[Excerpts from point annotation data]
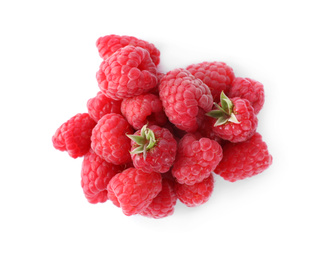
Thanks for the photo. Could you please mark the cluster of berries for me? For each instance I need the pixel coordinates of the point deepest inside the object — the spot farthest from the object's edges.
(150, 138)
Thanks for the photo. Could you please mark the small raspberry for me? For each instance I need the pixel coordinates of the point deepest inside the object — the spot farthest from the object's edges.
(196, 158)
(109, 44)
(243, 160)
(236, 120)
(74, 136)
(183, 97)
(143, 109)
(153, 149)
(218, 76)
(163, 205)
(128, 72)
(109, 139)
(196, 194)
(249, 89)
(101, 105)
(135, 189)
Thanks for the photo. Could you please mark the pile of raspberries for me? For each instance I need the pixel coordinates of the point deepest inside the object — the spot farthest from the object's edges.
(150, 138)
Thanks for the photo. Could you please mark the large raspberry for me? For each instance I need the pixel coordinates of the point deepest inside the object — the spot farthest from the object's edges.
(95, 176)
(135, 189)
(196, 158)
(74, 136)
(143, 109)
(109, 139)
(243, 160)
(101, 105)
(218, 76)
(196, 194)
(128, 72)
(109, 44)
(183, 96)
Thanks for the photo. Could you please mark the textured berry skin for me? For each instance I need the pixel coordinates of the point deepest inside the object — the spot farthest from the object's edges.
(196, 158)
(101, 105)
(135, 189)
(241, 132)
(109, 139)
(74, 136)
(218, 76)
(95, 176)
(249, 89)
(183, 97)
(128, 72)
(161, 157)
(163, 205)
(243, 160)
(196, 194)
(143, 109)
(109, 44)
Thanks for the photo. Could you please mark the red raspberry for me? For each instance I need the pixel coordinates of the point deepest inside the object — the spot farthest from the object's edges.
(249, 89)
(143, 109)
(163, 205)
(196, 194)
(246, 159)
(218, 76)
(128, 72)
(101, 105)
(109, 139)
(183, 97)
(74, 136)
(135, 189)
(95, 176)
(236, 120)
(196, 158)
(109, 44)
(153, 149)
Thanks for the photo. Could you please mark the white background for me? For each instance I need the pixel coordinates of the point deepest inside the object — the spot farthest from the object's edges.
(48, 62)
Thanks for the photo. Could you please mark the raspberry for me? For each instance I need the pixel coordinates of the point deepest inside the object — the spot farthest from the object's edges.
(135, 189)
(109, 44)
(249, 89)
(143, 109)
(101, 105)
(218, 76)
(236, 120)
(128, 72)
(74, 136)
(183, 97)
(196, 194)
(95, 176)
(196, 159)
(109, 139)
(243, 160)
(163, 205)
(153, 149)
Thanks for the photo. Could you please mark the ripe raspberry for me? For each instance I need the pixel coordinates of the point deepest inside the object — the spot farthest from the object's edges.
(196, 194)
(218, 76)
(236, 120)
(196, 158)
(109, 139)
(74, 136)
(243, 160)
(162, 205)
(153, 149)
(143, 109)
(183, 97)
(128, 72)
(249, 89)
(95, 176)
(109, 44)
(135, 189)
(101, 105)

Problem requirements:
Rewrite all the items above with "pixel coordinates" changed to "image coordinates" and everything else kept the same. Omit the pictures from your answer.

Solution to this task:
Thanks for the photo. Could you please mark the cluster of berries for me? For each instance I need the image coordinates of the point deepest inside the object — the spot farthest from the object's edges.
(150, 138)
Thanks for the photo. Could you please mark the small raspberry for me? For each instance I need the image coordinates of the point deepest inside the object — the spot farthest from the object's edges.
(196, 158)
(109, 44)
(243, 160)
(236, 120)
(74, 136)
(183, 97)
(143, 109)
(153, 149)
(218, 76)
(163, 205)
(128, 72)
(109, 139)
(196, 194)
(249, 89)
(101, 105)
(135, 189)
Thanks for the photo. Could you please mark the pile of raspberries for me? For each instance I need the image coordinates of the point deepest inside the object — the spot farthest from the object's edges.
(150, 138)
Thanks for the photo. Could you please mark the large raspberry for me? For each instance I need the image coordinates of the point deepest inside the object — the spot farthest from the object's edges.
(95, 176)
(135, 189)
(196, 158)
(74, 136)
(143, 109)
(109, 139)
(243, 160)
(101, 105)
(218, 76)
(196, 194)
(128, 72)
(109, 44)
(183, 96)
Thanks for the photo. Could you please mark the textured berry skin for me? For each instance I need the image coordinates of the point deepest inside the object — the spot farthest from the object's edges.
(196, 158)
(101, 105)
(135, 189)
(241, 132)
(109, 139)
(74, 136)
(218, 76)
(95, 176)
(249, 89)
(183, 97)
(128, 72)
(161, 157)
(163, 205)
(243, 160)
(196, 194)
(143, 109)
(109, 44)
Thanks for the photo. Could you please mark the red raspberry for me? For each instance I need the image coordinates of the point deepest inside the object — the spot farthest from the object's edges.
(249, 89)
(143, 109)
(163, 205)
(196, 194)
(246, 159)
(218, 76)
(128, 72)
(101, 105)
(109, 139)
(183, 97)
(74, 136)
(135, 189)
(95, 176)
(236, 120)
(196, 158)
(109, 44)
(153, 149)
Thanks for the photo. Could you please mark the white background for me? For each instance I need the image coordinates of the point deepest inside the object — the spot farthest from the object's edges.
(48, 62)
Thanks for the photo. Could you please mark the raspberry for me? For each instance I need the image coordinates of the point deepest inside the object — the spot farthest from the object's edges.
(135, 189)
(109, 44)
(249, 89)
(143, 109)
(101, 105)
(218, 76)
(236, 120)
(128, 72)
(74, 136)
(183, 97)
(196, 194)
(95, 176)
(196, 159)
(109, 139)
(243, 160)
(163, 205)
(153, 149)
Thanks for the photo. Could you please mark the ripe raspberry for me? For each instance I need the image coordinates of the point deepest inside the object — the spot farthest from the object's edges.
(196, 194)
(218, 76)
(236, 120)
(196, 158)
(109, 139)
(74, 136)
(243, 160)
(162, 205)
(153, 149)
(143, 109)
(183, 97)
(128, 72)
(249, 89)
(95, 176)
(109, 44)
(135, 189)
(101, 105)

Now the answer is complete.